__What you need to do__
Reproduce the rows below verbatim, beginning at the line that contains "Target: shadow on floor" and stopping after the last line of the rows.

### Input

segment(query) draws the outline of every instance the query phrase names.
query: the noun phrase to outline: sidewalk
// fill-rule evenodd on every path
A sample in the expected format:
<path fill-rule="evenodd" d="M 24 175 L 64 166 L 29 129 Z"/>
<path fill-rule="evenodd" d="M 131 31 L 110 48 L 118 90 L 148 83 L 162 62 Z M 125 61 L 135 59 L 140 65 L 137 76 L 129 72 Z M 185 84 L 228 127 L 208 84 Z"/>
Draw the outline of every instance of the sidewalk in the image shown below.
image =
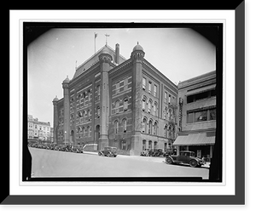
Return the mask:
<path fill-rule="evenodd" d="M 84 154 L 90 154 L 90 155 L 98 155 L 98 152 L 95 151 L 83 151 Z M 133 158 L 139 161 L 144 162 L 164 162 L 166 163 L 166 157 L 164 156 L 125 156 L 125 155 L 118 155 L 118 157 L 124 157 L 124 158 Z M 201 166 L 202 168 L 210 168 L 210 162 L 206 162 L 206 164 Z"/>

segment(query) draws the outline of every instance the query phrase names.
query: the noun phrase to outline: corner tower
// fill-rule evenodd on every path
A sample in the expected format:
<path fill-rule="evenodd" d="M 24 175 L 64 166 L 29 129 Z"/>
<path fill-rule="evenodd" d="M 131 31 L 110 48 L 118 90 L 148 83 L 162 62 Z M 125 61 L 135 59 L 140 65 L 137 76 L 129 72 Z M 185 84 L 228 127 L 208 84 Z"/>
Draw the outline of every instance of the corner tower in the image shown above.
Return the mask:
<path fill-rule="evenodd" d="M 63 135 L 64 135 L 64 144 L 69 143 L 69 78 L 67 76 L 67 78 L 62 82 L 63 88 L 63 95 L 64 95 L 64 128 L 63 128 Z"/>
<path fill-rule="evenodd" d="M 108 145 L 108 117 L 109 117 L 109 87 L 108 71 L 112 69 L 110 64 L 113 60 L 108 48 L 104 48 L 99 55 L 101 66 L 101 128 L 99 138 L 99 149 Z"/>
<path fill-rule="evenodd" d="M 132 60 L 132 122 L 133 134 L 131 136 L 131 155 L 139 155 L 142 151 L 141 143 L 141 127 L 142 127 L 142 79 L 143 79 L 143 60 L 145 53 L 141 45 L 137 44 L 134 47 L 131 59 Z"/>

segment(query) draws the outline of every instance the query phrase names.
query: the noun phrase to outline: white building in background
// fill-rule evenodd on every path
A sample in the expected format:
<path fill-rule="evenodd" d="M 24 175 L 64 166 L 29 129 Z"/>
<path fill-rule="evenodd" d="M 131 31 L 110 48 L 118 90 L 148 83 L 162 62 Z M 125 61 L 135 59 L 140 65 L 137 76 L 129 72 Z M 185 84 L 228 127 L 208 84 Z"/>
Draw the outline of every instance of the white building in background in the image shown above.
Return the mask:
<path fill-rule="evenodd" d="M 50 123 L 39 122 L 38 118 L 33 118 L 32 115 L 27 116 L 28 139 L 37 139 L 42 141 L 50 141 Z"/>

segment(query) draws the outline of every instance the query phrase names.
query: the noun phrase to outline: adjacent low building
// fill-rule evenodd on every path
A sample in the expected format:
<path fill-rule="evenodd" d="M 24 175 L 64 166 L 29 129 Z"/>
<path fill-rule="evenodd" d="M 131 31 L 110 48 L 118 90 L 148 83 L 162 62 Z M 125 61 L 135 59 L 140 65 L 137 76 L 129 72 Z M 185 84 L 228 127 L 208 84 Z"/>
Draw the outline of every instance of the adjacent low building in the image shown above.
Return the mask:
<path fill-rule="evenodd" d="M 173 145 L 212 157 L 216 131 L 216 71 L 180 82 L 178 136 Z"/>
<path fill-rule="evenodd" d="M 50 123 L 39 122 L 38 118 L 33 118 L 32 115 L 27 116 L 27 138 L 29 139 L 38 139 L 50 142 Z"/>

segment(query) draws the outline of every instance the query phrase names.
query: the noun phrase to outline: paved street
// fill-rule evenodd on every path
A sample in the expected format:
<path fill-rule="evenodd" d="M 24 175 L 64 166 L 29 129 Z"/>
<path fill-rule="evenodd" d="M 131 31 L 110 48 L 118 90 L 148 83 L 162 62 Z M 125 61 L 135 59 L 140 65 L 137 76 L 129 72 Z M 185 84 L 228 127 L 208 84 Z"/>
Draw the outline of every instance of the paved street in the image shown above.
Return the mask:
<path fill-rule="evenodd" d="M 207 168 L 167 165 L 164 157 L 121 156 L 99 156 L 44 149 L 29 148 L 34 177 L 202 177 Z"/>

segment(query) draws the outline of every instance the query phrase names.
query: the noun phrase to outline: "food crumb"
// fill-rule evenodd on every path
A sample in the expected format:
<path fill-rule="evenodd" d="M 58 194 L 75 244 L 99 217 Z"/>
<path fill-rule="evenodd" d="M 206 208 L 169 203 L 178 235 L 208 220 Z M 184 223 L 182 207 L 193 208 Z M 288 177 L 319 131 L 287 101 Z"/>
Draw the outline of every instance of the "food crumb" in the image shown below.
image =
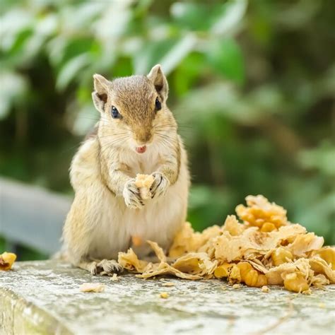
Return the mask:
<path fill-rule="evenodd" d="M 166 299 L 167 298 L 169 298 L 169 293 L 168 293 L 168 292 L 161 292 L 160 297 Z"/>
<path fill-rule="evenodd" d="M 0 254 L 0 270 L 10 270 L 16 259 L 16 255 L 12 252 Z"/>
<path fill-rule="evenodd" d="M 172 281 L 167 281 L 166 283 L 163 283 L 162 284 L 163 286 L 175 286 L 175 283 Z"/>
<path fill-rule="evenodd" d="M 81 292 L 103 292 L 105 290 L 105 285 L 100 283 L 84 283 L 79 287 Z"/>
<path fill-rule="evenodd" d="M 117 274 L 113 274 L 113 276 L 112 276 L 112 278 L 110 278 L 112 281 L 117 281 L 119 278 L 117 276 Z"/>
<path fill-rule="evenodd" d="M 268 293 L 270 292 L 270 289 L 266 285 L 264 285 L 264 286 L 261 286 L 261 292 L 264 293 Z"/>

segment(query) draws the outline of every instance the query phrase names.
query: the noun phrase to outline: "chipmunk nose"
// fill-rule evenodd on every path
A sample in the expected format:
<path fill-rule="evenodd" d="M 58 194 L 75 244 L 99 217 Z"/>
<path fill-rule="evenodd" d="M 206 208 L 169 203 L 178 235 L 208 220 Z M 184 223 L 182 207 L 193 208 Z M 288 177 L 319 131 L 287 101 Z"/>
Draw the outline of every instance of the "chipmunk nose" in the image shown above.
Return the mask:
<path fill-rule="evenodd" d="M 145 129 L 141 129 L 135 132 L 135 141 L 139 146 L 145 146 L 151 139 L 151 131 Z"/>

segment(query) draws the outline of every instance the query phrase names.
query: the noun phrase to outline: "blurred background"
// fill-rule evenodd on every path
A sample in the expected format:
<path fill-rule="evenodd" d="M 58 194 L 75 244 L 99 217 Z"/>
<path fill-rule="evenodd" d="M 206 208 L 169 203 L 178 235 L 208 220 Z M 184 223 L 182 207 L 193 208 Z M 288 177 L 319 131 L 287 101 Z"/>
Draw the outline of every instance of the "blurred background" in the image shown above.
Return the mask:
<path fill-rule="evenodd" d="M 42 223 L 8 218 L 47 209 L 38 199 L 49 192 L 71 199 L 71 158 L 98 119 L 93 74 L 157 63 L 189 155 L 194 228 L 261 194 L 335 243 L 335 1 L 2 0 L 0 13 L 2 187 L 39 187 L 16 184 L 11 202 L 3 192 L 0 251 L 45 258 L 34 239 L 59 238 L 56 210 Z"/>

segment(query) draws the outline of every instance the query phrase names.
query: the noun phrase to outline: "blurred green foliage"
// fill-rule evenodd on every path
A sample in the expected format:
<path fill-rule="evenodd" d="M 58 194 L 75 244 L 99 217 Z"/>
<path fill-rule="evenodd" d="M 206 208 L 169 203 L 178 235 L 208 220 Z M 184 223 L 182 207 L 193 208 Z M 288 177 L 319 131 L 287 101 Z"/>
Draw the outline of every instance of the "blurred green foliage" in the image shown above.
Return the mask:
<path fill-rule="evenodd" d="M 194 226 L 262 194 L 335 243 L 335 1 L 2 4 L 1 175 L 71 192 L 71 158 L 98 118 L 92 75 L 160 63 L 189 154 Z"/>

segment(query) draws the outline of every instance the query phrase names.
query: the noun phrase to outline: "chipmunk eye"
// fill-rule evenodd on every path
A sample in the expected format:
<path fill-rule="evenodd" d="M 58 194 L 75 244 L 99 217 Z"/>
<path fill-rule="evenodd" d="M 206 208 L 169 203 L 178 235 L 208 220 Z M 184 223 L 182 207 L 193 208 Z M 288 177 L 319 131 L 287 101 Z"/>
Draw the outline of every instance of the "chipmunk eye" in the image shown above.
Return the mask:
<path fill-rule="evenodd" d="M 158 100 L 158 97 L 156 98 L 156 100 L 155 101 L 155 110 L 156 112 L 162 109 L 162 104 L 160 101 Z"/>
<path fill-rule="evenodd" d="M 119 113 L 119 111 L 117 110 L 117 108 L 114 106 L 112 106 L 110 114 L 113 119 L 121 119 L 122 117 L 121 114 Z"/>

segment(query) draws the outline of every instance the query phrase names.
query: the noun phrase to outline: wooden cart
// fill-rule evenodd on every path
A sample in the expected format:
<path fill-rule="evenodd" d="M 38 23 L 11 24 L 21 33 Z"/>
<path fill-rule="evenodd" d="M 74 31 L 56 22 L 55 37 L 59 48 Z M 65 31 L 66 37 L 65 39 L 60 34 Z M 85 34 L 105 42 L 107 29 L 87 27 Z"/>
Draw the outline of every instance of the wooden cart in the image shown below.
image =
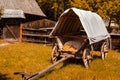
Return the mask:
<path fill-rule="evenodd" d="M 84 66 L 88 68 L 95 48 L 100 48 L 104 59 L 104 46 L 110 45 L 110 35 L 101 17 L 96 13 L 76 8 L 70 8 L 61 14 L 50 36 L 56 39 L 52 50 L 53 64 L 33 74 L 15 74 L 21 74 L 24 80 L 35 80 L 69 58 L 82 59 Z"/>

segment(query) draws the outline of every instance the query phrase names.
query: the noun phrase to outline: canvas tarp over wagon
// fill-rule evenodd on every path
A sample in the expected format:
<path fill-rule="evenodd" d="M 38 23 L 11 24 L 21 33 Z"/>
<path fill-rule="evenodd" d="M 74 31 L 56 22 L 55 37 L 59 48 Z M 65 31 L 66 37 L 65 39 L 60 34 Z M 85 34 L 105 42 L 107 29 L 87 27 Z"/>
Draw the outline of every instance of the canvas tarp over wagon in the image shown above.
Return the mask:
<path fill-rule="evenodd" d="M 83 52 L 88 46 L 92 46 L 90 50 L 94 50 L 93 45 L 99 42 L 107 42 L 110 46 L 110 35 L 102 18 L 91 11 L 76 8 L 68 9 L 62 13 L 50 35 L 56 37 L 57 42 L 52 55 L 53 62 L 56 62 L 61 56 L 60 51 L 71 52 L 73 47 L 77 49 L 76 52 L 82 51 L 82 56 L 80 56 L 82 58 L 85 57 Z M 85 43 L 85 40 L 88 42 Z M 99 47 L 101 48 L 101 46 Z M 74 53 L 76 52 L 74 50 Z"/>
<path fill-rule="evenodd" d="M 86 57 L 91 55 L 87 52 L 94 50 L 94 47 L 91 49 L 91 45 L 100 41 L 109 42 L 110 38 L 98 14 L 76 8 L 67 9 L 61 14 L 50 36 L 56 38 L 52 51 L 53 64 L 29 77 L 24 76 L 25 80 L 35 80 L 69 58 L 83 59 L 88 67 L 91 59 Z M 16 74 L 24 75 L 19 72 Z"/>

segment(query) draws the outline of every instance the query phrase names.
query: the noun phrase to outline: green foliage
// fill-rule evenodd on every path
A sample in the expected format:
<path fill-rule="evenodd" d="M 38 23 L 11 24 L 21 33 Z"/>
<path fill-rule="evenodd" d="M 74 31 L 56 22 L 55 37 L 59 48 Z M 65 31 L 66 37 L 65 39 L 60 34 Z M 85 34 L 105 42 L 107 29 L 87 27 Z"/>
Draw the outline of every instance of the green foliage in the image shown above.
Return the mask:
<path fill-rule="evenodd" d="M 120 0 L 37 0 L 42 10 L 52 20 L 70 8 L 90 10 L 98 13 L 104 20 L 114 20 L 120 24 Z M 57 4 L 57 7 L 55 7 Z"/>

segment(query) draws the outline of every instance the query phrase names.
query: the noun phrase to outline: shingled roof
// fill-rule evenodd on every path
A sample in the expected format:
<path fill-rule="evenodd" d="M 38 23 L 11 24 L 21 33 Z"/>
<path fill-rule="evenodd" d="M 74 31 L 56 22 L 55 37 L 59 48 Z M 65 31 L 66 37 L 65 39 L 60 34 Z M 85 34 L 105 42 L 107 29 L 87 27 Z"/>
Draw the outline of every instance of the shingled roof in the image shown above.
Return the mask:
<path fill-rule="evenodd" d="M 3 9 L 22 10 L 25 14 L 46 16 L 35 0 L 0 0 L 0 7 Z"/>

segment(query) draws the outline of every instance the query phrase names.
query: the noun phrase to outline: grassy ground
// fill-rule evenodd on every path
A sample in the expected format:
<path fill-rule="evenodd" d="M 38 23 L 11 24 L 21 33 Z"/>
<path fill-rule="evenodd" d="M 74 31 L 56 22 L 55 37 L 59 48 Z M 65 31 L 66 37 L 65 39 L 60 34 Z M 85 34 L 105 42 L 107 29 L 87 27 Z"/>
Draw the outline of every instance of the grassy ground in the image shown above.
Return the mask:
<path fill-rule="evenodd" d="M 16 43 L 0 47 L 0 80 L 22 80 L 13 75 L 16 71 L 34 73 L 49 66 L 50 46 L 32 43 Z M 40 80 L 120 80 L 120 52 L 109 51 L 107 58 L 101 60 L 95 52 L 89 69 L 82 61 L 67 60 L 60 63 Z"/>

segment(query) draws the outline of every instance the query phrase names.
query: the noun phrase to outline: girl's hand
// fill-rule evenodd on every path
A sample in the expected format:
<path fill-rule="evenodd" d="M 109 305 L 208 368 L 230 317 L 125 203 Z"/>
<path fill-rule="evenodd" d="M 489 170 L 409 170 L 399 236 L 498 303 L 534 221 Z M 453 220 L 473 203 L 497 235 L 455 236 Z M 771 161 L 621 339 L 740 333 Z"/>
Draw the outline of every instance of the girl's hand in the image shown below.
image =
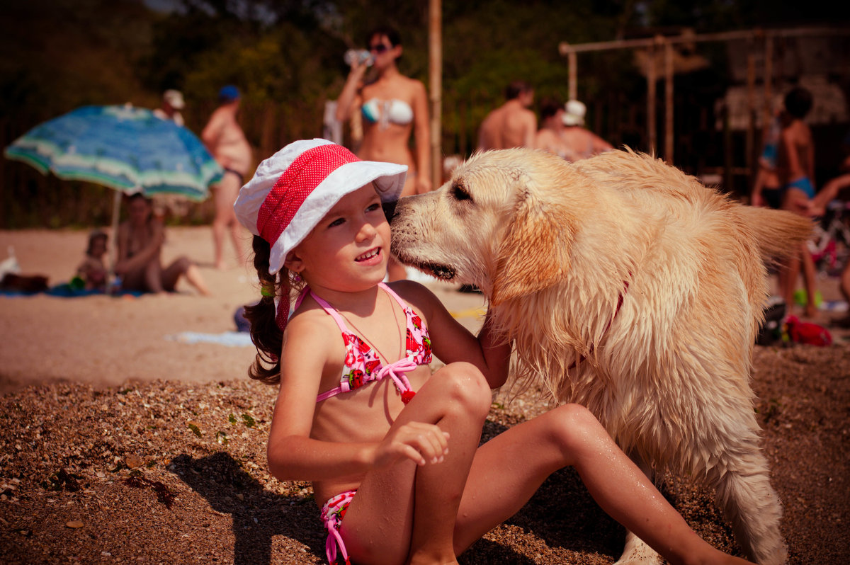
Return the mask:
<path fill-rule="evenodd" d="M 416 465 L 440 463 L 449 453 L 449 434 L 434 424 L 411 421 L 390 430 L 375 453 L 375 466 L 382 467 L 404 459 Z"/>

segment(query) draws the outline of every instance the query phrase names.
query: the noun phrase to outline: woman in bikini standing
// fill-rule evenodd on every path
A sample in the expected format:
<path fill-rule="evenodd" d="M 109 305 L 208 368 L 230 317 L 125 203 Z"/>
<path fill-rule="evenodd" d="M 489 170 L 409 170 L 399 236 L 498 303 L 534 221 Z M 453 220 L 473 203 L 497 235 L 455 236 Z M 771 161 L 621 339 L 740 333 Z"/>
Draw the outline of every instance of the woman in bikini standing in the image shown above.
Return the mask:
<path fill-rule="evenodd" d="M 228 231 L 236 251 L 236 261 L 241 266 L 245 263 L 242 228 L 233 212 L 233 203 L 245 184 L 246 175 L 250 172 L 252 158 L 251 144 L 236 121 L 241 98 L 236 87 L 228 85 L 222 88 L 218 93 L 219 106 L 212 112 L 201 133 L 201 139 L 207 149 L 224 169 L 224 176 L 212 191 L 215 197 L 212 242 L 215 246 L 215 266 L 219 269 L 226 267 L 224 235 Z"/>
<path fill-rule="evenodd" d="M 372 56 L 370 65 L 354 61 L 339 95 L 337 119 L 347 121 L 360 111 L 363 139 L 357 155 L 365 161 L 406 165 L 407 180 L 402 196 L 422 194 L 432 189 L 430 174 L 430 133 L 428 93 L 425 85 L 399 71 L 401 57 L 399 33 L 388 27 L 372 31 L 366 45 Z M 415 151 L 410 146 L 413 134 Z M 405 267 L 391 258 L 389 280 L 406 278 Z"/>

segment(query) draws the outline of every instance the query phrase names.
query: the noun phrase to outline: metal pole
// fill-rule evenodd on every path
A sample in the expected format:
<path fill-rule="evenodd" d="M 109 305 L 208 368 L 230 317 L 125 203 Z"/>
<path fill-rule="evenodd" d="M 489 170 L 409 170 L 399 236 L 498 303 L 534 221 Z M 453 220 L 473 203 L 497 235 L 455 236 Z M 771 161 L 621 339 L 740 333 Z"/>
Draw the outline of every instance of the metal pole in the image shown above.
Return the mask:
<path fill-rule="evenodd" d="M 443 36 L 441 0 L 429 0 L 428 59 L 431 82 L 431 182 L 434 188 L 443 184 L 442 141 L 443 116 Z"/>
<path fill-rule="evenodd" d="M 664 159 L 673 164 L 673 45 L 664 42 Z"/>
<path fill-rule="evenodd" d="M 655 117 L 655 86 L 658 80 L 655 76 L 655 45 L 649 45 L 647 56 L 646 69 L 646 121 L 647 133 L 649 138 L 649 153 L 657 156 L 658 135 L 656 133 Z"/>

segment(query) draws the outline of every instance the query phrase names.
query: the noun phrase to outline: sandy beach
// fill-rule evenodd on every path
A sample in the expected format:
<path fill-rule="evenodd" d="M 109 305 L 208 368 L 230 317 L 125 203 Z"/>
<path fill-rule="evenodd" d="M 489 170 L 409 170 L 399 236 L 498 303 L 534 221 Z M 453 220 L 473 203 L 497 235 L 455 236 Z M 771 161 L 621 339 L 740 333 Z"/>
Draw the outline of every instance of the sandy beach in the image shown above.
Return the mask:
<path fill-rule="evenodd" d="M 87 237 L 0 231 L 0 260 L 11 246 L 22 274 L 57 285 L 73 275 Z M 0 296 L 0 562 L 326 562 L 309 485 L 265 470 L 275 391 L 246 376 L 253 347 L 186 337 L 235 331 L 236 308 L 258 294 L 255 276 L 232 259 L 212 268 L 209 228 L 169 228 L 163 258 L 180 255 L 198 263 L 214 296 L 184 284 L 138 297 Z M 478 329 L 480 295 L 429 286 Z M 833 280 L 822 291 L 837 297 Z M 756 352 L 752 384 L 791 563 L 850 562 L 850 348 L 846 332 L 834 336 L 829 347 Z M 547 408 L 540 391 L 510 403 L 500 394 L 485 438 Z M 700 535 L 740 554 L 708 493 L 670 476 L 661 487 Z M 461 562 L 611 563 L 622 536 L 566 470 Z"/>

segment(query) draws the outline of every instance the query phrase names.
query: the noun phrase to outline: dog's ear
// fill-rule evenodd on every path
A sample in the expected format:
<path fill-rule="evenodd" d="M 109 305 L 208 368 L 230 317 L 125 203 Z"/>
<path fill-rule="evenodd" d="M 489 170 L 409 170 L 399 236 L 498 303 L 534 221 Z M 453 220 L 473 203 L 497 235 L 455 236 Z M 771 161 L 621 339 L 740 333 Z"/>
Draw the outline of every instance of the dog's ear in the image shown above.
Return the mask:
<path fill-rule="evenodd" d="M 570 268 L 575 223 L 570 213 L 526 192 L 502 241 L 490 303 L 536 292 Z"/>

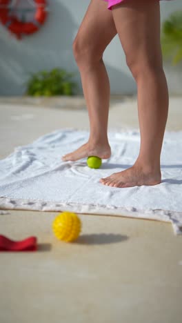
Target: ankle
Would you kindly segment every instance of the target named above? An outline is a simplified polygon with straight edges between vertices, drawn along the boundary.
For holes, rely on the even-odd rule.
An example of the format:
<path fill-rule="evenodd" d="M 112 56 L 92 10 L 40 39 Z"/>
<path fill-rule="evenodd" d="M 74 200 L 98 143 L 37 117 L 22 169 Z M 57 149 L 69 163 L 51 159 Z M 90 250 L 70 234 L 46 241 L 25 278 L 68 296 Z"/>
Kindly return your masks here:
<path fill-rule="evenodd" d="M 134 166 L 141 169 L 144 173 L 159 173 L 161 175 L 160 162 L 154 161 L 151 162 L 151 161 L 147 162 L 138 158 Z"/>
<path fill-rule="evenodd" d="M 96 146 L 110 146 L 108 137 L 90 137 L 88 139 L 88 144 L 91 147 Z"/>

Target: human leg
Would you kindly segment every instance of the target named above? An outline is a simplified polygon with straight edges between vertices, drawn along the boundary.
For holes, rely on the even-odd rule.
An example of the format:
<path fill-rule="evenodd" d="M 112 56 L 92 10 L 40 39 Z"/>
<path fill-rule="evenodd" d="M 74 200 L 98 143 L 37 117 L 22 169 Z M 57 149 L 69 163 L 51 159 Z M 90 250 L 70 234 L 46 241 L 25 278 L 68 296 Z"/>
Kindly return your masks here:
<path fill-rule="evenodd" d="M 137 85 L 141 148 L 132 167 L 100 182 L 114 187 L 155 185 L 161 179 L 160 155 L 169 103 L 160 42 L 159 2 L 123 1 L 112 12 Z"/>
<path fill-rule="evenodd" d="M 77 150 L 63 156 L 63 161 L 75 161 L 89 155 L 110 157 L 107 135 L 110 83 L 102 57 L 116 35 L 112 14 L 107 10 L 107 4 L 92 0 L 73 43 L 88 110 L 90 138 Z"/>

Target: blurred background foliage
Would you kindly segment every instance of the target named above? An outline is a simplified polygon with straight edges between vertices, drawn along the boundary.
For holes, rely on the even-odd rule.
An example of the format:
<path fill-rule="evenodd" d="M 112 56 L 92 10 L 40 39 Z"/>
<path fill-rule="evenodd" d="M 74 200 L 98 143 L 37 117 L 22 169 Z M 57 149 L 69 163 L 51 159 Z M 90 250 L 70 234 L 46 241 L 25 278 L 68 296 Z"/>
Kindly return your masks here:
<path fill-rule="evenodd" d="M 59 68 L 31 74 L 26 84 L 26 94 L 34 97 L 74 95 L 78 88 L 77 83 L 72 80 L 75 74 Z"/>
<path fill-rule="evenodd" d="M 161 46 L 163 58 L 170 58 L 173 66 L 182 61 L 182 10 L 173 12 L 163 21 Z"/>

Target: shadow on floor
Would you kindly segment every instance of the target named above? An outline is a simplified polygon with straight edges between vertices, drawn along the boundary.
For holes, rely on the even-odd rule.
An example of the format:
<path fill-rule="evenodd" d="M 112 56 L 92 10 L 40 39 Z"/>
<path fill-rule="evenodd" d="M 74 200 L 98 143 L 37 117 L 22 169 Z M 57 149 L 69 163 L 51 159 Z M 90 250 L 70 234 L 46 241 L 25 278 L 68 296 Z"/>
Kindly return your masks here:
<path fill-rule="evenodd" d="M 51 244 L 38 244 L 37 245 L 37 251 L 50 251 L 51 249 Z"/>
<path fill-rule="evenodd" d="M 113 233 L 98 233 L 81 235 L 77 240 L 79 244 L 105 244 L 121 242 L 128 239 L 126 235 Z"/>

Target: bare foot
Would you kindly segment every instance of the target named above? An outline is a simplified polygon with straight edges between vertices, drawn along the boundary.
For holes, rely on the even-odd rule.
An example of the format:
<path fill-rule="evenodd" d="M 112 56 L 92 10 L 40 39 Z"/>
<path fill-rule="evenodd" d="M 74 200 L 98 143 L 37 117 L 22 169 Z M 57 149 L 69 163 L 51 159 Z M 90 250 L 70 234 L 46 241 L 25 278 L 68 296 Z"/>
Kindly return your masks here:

######

__Exercise output__
Target: shadow on floor
Would you kindly segment every instance of the target named above? An outline is a simplified polygon with straight edges between vertices, drawn along the boundary.
For holes, rely on the even-odd rule.
An example of the format:
<path fill-rule="evenodd" d="M 112 56 L 92 10 L 40 39 Z"/>
<path fill-rule="evenodd" d="M 74 200 L 98 143 L 37 117 L 22 169 Z M 57 149 L 69 163 L 51 159 Z M 90 250 L 70 234 L 46 241 L 25 278 L 68 296 Z"/>
Kindly return your masks here:
<path fill-rule="evenodd" d="M 51 244 L 38 244 L 37 245 L 37 251 L 50 251 L 51 249 Z"/>
<path fill-rule="evenodd" d="M 113 233 L 98 233 L 81 235 L 77 240 L 79 244 L 105 244 L 121 242 L 128 239 L 126 235 Z"/>

Target: bare foot
Would you kindly segment every instance of the target named above? An outline is a simplified polygon with straight edges between vertices, drawn along the boundary.
For holes, rely on the even-odd rule.
An example of the format:
<path fill-rule="evenodd" d="M 112 56 L 92 10 L 40 39 Z"/>
<path fill-rule="evenodd" d="M 74 200 L 98 143 L 37 117 L 22 169 Z M 57 149 L 69 163 L 51 159 Z M 90 250 L 70 234 L 46 241 L 25 278 L 68 296 Z"/>
Kindly return your masks here:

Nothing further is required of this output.